# Task objective
Beginning with the line containing "Tag the asphalt" and ending with the last line of the records, set down every line exactly.

# Labeled-object pointing entries
====
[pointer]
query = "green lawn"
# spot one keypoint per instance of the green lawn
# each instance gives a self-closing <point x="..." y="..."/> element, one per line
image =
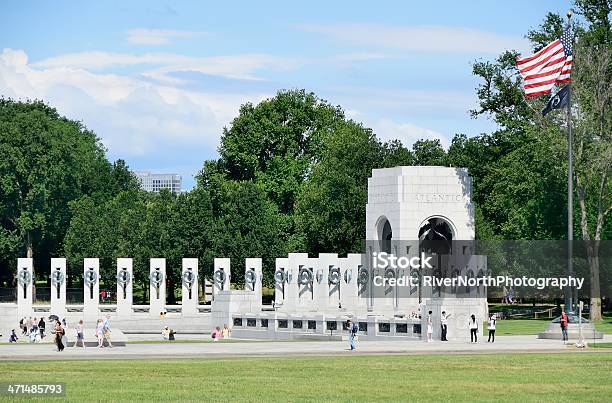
<point x="519" y="326"/>
<point x="535" y="326"/>
<point x="499" y="377"/>
<point x="599" y="344"/>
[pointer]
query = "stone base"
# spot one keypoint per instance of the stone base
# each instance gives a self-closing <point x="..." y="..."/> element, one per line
<point x="553" y="332"/>
<point x="118" y="338"/>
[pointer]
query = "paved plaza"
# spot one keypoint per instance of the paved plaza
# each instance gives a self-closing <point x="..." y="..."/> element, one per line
<point x="249" y="348"/>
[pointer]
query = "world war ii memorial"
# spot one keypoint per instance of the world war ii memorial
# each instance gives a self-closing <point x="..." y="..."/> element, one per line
<point x="181" y="221"/>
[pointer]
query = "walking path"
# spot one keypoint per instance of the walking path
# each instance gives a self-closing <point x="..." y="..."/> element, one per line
<point x="208" y="349"/>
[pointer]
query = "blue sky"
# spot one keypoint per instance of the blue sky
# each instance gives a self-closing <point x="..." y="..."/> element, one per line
<point x="157" y="81"/>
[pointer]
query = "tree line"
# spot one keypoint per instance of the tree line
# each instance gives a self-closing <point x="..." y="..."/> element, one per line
<point x="292" y="172"/>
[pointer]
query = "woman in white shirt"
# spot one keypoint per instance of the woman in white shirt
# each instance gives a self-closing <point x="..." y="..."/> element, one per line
<point x="492" y="320"/>
<point x="429" y="327"/>
<point x="473" y="329"/>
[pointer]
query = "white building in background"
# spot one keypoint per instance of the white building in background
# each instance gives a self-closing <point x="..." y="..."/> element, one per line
<point x="155" y="182"/>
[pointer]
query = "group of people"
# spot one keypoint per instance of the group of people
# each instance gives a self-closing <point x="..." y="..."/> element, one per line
<point x="218" y="333"/>
<point x="32" y="328"/>
<point x="102" y="332"/>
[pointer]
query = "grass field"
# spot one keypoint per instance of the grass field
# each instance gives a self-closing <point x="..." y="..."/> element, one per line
<point x="499" y="377"/>
<point x="535" y="326"/>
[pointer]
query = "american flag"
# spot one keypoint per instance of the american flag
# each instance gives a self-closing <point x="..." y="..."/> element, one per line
<point x="547" y="67"/>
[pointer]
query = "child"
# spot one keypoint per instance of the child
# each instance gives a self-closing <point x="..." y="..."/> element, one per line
<point x="225" y="333"/>
<point x="492" y="320"/>
<point x="473" y="329"/>
<point x="216" y="334"/>
<point x="80" y="335"/>
<point x="99" y="333"/>
<point x="429" y="328"/>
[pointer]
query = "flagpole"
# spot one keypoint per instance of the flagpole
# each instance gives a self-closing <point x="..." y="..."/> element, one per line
<point x="570" y="194"/>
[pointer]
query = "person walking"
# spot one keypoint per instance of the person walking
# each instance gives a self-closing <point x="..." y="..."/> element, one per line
<point x="226" y="332"/>
<point x="492" y="322"/>
<point x="59" y="334"/>
<point x="80" y="335"/>
<point x="106" y="331"/>
<point x="564" y="322"/>
<point x="41" y="327"/>
<point x="429" y="327"/>
<point x="353" y="328"/>
<point x="13" y="337"/>
<point x="216" y="334"/>
<point x="444" y="325"/>
<point x="99" y="335"/>
<point x="473" y="329"/>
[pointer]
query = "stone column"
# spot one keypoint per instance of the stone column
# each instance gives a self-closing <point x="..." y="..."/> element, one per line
<point x="25" y="279"/>
<point x="253" y="265"/>
<point x="327" y="292"/>
<point x="91" y="288"/>
<point x="58" y="287"/>
<point x="157" y="286"/>
<point x="292" y="287"/>
<point x="221" y="275"/>
<point x="349" y="297"/>
<point x="189" y="294"/>
<point x="125" y="279"/>
<point x="280" y="284"/>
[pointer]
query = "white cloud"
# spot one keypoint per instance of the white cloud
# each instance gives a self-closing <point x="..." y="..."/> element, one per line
<point x="132" y="116"/>
<point x="241" y="66"/>
<point x="420" y="38"/>
<point x="408" y="133"/>
<point x="144" y="36"/>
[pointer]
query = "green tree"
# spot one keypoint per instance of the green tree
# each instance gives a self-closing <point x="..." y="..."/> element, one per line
<point x="429" y="152"/>
<point x="331" y="207"/>
<point x="46" y="162"/>
<point x="276" y="142"/>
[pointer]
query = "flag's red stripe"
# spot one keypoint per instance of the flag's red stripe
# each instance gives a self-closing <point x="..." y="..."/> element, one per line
<point x="541" y="84"/>
<point x="538" y="53"/>
<point x="535" y="94"/>
<point x="548" y="73"/>
<point x="546" y="60"/>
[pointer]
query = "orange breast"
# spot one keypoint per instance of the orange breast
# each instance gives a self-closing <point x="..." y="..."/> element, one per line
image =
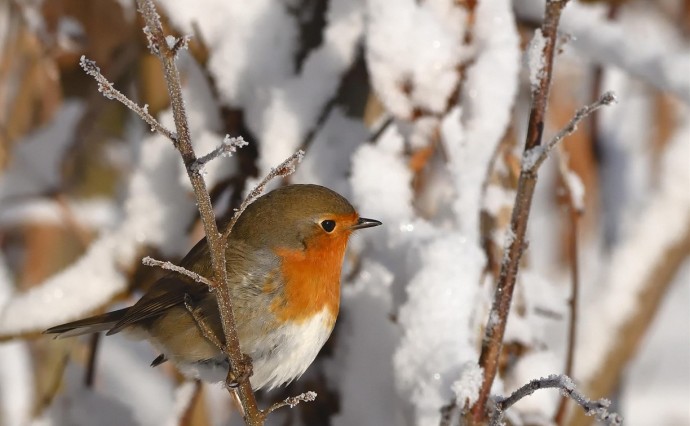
<point x="312" y="279"/>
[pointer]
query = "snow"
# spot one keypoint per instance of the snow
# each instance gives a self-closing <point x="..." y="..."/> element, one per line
<point x="439" y="298"/>
<point x="466" y="388"/>
<point x="154" y="212"/>
<point x="414" y="47"/>
<point x="15" y="369"/>
<point x="576" y="189"/>
<point x="386" y="196"/>
<point x="415" y="292"/>
<point x="658" y="226"/>
<point x="638" y="42"/>
<point x="367" y="340"/>
<point x="36" y="163"/>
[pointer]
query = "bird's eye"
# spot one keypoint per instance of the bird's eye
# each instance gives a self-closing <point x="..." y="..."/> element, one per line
<point x="328" y="225"/>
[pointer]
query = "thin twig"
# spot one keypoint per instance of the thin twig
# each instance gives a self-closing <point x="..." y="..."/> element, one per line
<point x="110" y="92"/>
<point x="575" y="211"/>
<point x="598" y="408"/>
<point x="216" y="242"/>
<point x="534" y="157"/>
<point x="515" y="244"/>
<point x="225" y="149"/>
<point x="90" y="376"/>
<point x="149" y="261"/>
<point x="292" y="401"/>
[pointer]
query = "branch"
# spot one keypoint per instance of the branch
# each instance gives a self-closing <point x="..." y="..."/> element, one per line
<point x="149" y="261"/>
<point x="515" y="245"/>
<point x="291" y="401"/>
<point x="160" y="46"/>
<point x="533" y="158"/>
<point x="226" y="149"/>
<point x="598" y="408"/>
<point x="575" y="199"/>
<point x="110" y="92"/>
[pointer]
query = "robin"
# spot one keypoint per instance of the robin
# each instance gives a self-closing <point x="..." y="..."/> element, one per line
<point x="284" y="258"/>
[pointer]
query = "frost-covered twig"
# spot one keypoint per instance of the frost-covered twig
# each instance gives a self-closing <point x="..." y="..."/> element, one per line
<point x="110" y="92"/>
<point x="598" y="408"/>
<point x="575" y="195"/>
<point x="498" y="315"/>
<point x="216" y="242"/>
<point x="225" y="149"/>
<point x="285" y="168"/>
<point x="149" y="261"/>
<point x="292" y="401"/>
<point x="533" y="158"/>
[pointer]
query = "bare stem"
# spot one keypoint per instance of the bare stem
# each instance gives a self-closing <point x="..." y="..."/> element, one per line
<point x="598" y="408"/>
<point x="498" y="316"/>
<point x="575" y="210"/>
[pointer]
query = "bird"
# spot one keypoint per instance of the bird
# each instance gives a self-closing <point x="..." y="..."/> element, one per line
<point x="284" y="259"/>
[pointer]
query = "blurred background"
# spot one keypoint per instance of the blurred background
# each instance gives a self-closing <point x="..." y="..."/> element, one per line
<point x="414" y="110"/>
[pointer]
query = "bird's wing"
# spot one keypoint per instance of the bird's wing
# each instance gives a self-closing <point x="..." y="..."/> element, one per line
<point x="166" y="293"/>
<point x="173" y="289"/>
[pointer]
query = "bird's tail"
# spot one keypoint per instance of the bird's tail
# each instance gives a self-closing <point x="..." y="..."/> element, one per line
<point x="89" y="325"/>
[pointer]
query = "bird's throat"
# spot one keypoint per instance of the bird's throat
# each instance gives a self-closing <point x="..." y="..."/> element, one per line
<point x="311" y="280"/>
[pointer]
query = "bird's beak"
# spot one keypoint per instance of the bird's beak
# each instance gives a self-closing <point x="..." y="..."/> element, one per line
<point x="365" y="223"/>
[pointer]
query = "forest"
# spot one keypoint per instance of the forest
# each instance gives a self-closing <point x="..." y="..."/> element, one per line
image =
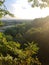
<point x="25" y="42"/>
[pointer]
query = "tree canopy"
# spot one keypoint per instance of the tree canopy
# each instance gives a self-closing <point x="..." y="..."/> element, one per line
<point x="41" y="3"/>
<point x="3" y="9"/>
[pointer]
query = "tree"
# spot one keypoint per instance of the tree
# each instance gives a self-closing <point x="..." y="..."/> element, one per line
<point x="3" y="9"/>
<point x="41" y="3"/>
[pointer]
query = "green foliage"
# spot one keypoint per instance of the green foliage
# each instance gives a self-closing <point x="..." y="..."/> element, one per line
<point x="37" y="3"/>
<point x="3" y="10"/>
<point x="11" y="52"/>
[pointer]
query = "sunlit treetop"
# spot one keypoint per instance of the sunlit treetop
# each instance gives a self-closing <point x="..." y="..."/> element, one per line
<point x="3" y="9"/>
<point x="41" y="3"/>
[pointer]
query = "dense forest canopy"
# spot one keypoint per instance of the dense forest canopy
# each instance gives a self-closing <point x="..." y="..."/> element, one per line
<point x="41" y="3"/>
<point x="3" y="9"/>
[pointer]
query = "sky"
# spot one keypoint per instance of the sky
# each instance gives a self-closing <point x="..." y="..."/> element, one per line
<point x="22" y="10"/>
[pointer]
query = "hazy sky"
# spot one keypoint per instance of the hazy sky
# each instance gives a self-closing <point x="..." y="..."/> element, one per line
<point x="23" y="10"/>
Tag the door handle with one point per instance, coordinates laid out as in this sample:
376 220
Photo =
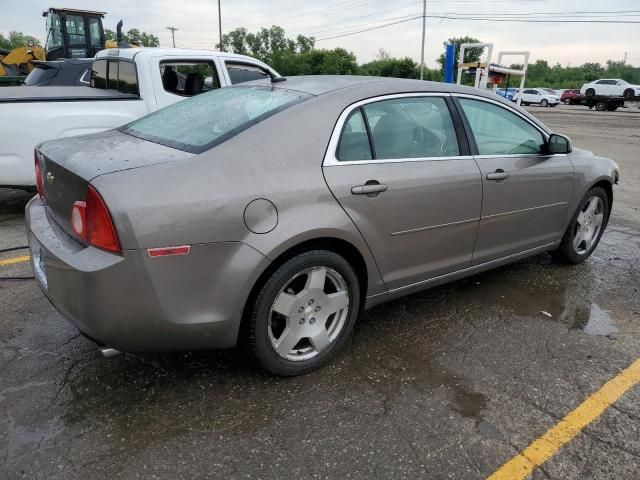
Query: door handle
498 175
370 188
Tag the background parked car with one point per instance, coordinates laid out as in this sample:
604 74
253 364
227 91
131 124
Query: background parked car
508 94
125 84
538 96
610 87
73 72
569 96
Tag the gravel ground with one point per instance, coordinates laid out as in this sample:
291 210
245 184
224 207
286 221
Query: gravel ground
447 383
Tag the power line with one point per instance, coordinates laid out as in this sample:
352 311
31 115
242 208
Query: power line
369 29
488 19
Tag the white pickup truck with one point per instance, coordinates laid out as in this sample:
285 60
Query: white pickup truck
125 84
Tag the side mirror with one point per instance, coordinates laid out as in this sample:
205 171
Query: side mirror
558 144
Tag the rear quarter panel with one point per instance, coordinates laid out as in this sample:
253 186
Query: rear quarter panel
203 199
589 169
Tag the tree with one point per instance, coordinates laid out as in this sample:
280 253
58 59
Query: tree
470 54
270 45
134 36
391 67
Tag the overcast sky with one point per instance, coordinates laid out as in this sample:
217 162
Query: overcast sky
572 43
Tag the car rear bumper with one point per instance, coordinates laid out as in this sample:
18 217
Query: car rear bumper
136 303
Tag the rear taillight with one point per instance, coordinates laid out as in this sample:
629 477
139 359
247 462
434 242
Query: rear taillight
91 222
38 174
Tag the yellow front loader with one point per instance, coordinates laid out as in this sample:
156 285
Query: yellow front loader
70 34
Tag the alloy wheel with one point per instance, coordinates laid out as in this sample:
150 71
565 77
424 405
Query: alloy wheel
309 313
588 225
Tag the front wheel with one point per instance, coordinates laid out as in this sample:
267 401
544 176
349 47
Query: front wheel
586 228
304 313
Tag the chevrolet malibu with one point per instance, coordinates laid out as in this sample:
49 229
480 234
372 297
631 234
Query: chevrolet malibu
273 213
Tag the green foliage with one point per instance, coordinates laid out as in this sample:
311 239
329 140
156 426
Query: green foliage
540 74
16 40
290 56
134 36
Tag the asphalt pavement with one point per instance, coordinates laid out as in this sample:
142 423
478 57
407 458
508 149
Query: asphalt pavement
448 383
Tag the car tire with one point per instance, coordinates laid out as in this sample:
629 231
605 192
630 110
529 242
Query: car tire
286 308
583 233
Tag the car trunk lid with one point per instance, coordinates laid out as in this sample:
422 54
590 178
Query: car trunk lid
68 165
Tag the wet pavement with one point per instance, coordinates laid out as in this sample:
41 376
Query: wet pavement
448 383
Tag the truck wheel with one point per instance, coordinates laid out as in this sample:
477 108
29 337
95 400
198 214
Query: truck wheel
586 228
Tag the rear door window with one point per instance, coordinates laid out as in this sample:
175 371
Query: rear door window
354 140
419 127
244 72
119 75
499 131
40 75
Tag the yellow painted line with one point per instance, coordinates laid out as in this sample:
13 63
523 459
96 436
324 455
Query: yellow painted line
542 449
9 261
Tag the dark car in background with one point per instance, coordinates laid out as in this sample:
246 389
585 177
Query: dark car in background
569 97
72 72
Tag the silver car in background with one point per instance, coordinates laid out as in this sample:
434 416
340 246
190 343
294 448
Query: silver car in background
276 212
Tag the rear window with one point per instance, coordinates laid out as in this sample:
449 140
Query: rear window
204 121
115 75
40 75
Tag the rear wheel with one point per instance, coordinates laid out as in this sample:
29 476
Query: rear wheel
586 228
304 313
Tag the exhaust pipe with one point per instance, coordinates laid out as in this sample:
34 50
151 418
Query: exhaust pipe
108 352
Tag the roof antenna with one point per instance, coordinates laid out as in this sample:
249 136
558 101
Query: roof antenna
====
# Completed task
Tag the asphalt pavement with one point per instance, coordinates laid out as in this sample:
142 423
478 57
407 458
508 149
Query: asphalt pavement
448 383
Tag the car tire with one point per instance, coordinates laid out as in this sample:
629 231
605 192
630 110
529 242
Query: car tire
286 308
583 233
Tag the car trunk lid with one point per instance, coordinates laid out as in this sample:
422 54
590 178
Query: car trunk lid
68 165
Tag the wet pavement with one point per instance, coordinates laid out as in this sample:
41 376
Query: wet pavement
448 383
Tag the truck wheel with one point per instance, coordinates laid out as in this sample:
477 108
29 337
95 400
198 214
Query: truck wheel
586 228
Tag the rear door window with one point per instance, coordinates laid out as in this sample:
175 371
Query: rear door window
354 140
419 127
244 72
119 75
499 131
40 75
Tag the yellow painted line with one point per instance, coordinates laid out as in this sample:
13 63
523 459
96 436
324 455
Query: yellow painted line
542 449
9 261
Tag the dark car in background with one point per instance, coordinates laid out as in this sample:
246 389
585 177
Query: dark car in background
569 97
72 72
Tag the silver car in background with one point per instance, coordinates laid out as in this sample:
434 416
340 246
190 343
294 448
Query: silver car in background
276 212
Tag the rear window with one point per instance, coordinates laid out as in this sample:
449 140
Query: rear window
204 121
115 75
40 75
Tag the rear wheel with one point per instance, coordinates laid out as in this sample:
29 476
Query: rear wheel
586 228
304 313
Tag the exhaust pipe with one point per instance, coordinates laid out as in this sample:
34 50
151 418
Query: exhaust pipe
108 352
Tag the roof antenna with one point per instance, coordinates laid out as in this sample:
249 136
558 101
Query: roof antenna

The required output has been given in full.